Indonesian Political, Business & Finance News

Beware renewed crisis

| Source: JP

Beware renewed crisis

The last few days have certainly seen Indonesia in a very
downcast condition, unnerved by the spate of grave warnings from
its loyal international supporters that their traditionally
fulsome assistance could stop if the government does not set its
act straight.

Chief economics minister Rizal Ramli, who is now making the
rounds of the country's strongest international allies in
Washington -- the International Monetary Fund and the World Bank
-- seems to be getting a cool reception. The two multilateral
agencies have expressed their utter disappointment with the
government's capricious commitment to implementing sorely needed
reform measures by refusing to publicly disclose anything
substantial about their talks with Rizal.

Earlier over the weekend, President Abdurrahman Wahid was
treated to a strong warning from his international advisers that
his reform program remained impeded by cronyism, pervasive
corruption, partisan politics and special interests. But instead
of starting to seriously lead the nation and manage the
government, the President decided to go off on another
international junket, this time lasting more than two weeks.

Rubbing salt into the wound, the World Bank, which normally
sugarcoats its criticism of the government, sternly warns of a
new crisis in the country. It bluntly pointed out in a report on
Friday that it would cease all new lending to Indonesia if the
government's collaboration with the IMF broke down and the bank
and corporate restructuring programs stalled. This warning
followed an earlier harsh reprimand of the country when the World
Bank decided to slash its loan pledges from about US$1.3 billion
a year to a mere $400 million starting next year.
+ + + +
▶ _Request_:
Continue the editorial warning Indonesia of a renewed crisis, starting after the sentence about the World Bank cutting its loan pledges.
+ + + +
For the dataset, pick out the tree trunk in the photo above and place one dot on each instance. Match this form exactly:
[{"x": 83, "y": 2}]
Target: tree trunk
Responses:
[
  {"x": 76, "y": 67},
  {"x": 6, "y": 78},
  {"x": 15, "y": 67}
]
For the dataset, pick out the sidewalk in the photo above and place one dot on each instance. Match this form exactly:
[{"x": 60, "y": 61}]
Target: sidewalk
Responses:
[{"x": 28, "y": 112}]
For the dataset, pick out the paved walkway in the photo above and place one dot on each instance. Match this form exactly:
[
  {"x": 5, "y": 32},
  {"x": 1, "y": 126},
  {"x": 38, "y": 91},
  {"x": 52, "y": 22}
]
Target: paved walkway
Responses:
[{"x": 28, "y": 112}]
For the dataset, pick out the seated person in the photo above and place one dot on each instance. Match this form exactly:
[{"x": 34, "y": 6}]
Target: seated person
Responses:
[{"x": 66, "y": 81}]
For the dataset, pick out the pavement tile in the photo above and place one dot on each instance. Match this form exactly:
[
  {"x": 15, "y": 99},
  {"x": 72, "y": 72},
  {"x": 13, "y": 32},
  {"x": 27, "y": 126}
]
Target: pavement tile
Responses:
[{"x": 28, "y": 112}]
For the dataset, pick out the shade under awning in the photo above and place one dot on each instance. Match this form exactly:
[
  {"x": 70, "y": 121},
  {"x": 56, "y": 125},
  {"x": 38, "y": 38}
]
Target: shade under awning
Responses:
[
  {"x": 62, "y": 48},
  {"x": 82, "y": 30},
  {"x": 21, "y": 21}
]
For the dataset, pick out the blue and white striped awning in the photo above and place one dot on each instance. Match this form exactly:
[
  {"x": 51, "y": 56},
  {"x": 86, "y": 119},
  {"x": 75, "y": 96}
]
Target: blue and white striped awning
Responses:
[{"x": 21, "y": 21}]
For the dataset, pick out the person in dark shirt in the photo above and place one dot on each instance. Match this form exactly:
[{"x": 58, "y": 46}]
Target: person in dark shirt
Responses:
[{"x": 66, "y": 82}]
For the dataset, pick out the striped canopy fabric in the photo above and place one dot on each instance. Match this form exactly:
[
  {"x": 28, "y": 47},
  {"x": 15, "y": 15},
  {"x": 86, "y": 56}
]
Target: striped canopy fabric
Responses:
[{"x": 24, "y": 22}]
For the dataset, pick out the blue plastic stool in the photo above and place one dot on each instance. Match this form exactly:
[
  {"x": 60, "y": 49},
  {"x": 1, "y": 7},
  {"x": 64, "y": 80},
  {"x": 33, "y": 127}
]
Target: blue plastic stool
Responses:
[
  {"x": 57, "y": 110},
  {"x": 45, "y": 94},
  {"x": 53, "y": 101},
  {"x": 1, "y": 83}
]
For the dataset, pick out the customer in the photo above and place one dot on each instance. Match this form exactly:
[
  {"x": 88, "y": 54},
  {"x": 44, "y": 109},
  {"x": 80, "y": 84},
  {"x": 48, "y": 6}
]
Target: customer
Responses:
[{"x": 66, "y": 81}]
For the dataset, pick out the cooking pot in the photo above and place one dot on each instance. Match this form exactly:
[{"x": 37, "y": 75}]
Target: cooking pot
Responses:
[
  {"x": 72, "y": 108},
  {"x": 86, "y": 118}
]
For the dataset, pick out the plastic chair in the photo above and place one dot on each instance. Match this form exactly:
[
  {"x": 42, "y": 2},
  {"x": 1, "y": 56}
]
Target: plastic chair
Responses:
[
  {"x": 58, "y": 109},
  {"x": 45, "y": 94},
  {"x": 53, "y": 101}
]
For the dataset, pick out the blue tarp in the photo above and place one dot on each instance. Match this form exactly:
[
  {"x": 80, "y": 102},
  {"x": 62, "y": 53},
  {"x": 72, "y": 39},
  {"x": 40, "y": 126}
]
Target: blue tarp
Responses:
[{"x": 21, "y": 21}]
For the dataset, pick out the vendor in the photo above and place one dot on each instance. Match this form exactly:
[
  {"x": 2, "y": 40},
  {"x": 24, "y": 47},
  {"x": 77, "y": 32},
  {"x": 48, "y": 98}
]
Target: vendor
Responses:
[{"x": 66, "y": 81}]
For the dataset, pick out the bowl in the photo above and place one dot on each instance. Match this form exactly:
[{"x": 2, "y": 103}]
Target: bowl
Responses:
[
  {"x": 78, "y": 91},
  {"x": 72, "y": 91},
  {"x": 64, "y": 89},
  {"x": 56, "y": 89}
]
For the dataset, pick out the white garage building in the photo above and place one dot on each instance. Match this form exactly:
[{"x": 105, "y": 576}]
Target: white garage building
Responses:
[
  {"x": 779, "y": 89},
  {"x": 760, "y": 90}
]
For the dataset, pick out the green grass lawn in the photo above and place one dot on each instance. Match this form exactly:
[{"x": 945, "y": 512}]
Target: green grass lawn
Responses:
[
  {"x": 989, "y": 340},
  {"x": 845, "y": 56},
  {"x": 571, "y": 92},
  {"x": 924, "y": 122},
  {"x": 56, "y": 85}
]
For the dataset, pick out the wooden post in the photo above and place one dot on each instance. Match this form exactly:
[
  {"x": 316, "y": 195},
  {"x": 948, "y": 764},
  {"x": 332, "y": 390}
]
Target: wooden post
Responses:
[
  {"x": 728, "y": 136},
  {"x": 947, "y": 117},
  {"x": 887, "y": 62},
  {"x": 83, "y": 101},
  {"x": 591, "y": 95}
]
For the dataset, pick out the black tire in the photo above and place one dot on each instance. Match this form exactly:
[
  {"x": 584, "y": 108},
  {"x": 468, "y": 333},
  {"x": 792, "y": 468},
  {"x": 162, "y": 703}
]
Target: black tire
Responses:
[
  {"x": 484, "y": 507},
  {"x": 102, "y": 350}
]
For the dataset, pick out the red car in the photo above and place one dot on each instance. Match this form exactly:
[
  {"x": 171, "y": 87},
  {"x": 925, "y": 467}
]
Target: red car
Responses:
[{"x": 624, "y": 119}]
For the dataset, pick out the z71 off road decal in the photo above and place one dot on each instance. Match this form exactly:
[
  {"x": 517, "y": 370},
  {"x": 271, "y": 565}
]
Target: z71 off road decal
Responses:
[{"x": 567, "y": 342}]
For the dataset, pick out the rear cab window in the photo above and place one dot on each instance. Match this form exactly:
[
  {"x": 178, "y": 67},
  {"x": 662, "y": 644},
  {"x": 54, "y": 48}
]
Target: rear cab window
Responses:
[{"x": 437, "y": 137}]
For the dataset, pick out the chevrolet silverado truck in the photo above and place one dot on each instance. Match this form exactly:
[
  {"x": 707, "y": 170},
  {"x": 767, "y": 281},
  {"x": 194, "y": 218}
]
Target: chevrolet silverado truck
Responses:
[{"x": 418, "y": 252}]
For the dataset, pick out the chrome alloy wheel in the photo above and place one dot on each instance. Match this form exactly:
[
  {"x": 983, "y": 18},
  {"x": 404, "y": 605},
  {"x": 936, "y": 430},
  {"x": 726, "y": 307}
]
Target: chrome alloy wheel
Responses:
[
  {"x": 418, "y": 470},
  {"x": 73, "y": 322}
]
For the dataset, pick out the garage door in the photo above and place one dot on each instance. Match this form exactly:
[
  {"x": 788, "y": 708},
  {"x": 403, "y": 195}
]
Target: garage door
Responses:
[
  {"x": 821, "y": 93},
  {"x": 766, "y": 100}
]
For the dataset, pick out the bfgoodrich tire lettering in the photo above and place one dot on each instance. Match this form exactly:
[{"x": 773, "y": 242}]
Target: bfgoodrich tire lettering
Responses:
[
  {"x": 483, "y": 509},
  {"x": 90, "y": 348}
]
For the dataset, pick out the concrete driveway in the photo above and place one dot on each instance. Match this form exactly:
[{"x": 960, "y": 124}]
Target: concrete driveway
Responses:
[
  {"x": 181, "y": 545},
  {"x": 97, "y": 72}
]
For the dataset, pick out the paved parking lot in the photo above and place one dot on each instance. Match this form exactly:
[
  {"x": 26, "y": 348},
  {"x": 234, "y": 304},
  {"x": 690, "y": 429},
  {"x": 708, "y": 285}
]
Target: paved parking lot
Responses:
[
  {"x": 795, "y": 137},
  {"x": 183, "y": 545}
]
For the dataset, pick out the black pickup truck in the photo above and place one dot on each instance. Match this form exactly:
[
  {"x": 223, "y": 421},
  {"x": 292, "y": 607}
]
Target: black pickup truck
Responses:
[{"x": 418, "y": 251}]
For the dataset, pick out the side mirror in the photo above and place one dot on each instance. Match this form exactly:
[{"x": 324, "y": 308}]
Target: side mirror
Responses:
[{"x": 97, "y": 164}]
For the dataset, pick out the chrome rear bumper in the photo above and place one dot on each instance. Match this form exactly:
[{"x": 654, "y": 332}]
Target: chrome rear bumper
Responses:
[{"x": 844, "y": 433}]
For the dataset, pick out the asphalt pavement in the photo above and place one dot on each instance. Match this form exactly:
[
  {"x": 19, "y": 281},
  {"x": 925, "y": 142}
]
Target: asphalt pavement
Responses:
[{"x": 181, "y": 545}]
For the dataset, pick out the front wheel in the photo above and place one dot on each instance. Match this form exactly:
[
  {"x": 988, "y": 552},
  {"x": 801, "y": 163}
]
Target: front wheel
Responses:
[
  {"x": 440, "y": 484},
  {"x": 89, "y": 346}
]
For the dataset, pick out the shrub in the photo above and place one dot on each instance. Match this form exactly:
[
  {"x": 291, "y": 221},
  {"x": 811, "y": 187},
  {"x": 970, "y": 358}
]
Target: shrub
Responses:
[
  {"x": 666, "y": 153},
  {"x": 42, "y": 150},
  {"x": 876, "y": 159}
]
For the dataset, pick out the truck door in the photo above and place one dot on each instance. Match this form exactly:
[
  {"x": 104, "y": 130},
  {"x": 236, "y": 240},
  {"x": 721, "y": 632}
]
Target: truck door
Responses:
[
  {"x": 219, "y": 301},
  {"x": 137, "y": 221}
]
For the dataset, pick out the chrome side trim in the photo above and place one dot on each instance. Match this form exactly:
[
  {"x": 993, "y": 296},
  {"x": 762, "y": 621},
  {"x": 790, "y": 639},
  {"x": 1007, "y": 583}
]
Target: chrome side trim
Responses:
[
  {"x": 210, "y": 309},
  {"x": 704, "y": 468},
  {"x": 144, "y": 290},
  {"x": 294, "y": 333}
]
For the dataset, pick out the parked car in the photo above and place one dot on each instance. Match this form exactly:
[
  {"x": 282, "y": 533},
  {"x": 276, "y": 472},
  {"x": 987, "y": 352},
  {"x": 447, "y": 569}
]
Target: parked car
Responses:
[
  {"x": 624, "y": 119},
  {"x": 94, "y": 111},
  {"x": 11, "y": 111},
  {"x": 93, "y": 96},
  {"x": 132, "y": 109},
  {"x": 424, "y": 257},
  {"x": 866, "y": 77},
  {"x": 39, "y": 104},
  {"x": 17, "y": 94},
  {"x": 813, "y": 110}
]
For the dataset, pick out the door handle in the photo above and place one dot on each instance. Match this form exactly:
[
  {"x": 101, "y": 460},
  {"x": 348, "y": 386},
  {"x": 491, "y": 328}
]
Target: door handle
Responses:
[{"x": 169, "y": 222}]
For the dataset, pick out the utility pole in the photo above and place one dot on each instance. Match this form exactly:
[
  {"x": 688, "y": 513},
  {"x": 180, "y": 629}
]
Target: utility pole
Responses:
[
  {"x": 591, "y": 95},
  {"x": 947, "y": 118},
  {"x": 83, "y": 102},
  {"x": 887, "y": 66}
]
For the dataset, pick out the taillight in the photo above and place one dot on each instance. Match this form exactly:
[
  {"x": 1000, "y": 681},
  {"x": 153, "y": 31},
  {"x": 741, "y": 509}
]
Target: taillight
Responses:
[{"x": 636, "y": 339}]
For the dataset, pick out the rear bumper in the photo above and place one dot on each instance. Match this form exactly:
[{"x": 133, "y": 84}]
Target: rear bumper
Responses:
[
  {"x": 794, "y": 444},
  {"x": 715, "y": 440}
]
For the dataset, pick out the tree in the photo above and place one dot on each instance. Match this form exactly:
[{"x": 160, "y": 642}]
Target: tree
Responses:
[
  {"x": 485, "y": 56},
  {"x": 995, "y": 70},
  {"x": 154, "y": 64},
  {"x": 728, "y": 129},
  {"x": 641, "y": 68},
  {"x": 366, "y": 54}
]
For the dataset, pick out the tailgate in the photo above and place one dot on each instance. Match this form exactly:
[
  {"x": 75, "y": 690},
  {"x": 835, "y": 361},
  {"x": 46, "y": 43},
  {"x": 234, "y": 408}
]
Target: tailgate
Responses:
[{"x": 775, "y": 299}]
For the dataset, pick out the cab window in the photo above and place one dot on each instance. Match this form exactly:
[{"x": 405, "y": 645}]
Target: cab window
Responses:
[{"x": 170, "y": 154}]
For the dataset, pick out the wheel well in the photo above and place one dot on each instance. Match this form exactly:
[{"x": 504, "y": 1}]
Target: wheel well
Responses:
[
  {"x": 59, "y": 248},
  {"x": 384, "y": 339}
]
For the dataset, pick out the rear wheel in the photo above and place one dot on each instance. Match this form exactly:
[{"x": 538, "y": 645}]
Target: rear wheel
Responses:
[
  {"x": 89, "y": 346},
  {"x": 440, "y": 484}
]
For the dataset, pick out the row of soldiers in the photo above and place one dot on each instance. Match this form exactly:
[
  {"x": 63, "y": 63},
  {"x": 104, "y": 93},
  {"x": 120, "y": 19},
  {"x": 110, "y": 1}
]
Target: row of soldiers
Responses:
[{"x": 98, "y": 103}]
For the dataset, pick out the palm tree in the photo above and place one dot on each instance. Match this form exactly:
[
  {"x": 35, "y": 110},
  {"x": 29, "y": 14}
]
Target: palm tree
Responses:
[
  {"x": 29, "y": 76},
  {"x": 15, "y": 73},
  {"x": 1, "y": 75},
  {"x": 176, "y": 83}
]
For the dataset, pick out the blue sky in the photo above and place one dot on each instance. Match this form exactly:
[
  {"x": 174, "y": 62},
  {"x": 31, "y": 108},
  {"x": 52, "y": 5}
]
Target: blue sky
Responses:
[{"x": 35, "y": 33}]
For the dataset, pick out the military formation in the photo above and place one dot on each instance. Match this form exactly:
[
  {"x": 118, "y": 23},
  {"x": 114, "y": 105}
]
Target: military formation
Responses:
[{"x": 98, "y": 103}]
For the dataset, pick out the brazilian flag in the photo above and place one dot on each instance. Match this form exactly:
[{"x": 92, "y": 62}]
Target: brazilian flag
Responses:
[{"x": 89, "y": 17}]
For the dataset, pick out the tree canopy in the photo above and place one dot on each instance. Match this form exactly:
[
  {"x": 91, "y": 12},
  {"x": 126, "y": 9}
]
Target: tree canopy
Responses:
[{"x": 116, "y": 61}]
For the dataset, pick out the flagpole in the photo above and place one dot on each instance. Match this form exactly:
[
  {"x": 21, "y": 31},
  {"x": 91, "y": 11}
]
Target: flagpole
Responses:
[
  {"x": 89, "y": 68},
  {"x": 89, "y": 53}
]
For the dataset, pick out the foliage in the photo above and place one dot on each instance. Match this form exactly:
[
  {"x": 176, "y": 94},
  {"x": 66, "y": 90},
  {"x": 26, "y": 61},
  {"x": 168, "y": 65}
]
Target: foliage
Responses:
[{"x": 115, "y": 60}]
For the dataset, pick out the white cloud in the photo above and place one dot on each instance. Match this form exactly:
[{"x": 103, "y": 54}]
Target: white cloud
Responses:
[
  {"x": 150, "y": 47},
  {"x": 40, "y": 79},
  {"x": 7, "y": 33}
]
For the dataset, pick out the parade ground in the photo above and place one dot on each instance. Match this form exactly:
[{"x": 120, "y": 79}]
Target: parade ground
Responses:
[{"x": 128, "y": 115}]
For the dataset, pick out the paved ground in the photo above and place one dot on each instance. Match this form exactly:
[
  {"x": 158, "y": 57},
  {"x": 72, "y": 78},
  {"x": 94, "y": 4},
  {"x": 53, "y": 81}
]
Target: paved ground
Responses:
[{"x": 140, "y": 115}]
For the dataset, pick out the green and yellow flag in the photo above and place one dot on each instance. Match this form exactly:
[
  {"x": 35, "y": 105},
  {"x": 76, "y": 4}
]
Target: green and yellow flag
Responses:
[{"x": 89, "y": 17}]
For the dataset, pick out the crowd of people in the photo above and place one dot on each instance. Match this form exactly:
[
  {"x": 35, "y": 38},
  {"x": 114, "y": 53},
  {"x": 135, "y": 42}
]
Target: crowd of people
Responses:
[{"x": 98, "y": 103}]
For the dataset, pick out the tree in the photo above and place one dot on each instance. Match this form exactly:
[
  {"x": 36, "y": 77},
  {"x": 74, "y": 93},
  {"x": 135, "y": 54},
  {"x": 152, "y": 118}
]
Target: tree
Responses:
+ + + +
▶ _Final answer_:
Under the current climate of uncertainty in the government,
officials and politicians could easily react with irritation to
the warnings and resort to inordinately nationalistic outbursts,
striking back at the international agencies as interfering in the
country's domestic affairs and infringing on its sovereignty.

But all of us, notably the government and politicians in the
legislature, would be well-advised to realize that the warnings
are well-intentioned, sincere advice from old and trusted friends
who have been helping this nation since the late 1960s. The two
agencies alone have poured in tens of billions dollars to help
the country get over its 1997 crisis at a time when private
creditors had virtually excluded the country from their
portfolios.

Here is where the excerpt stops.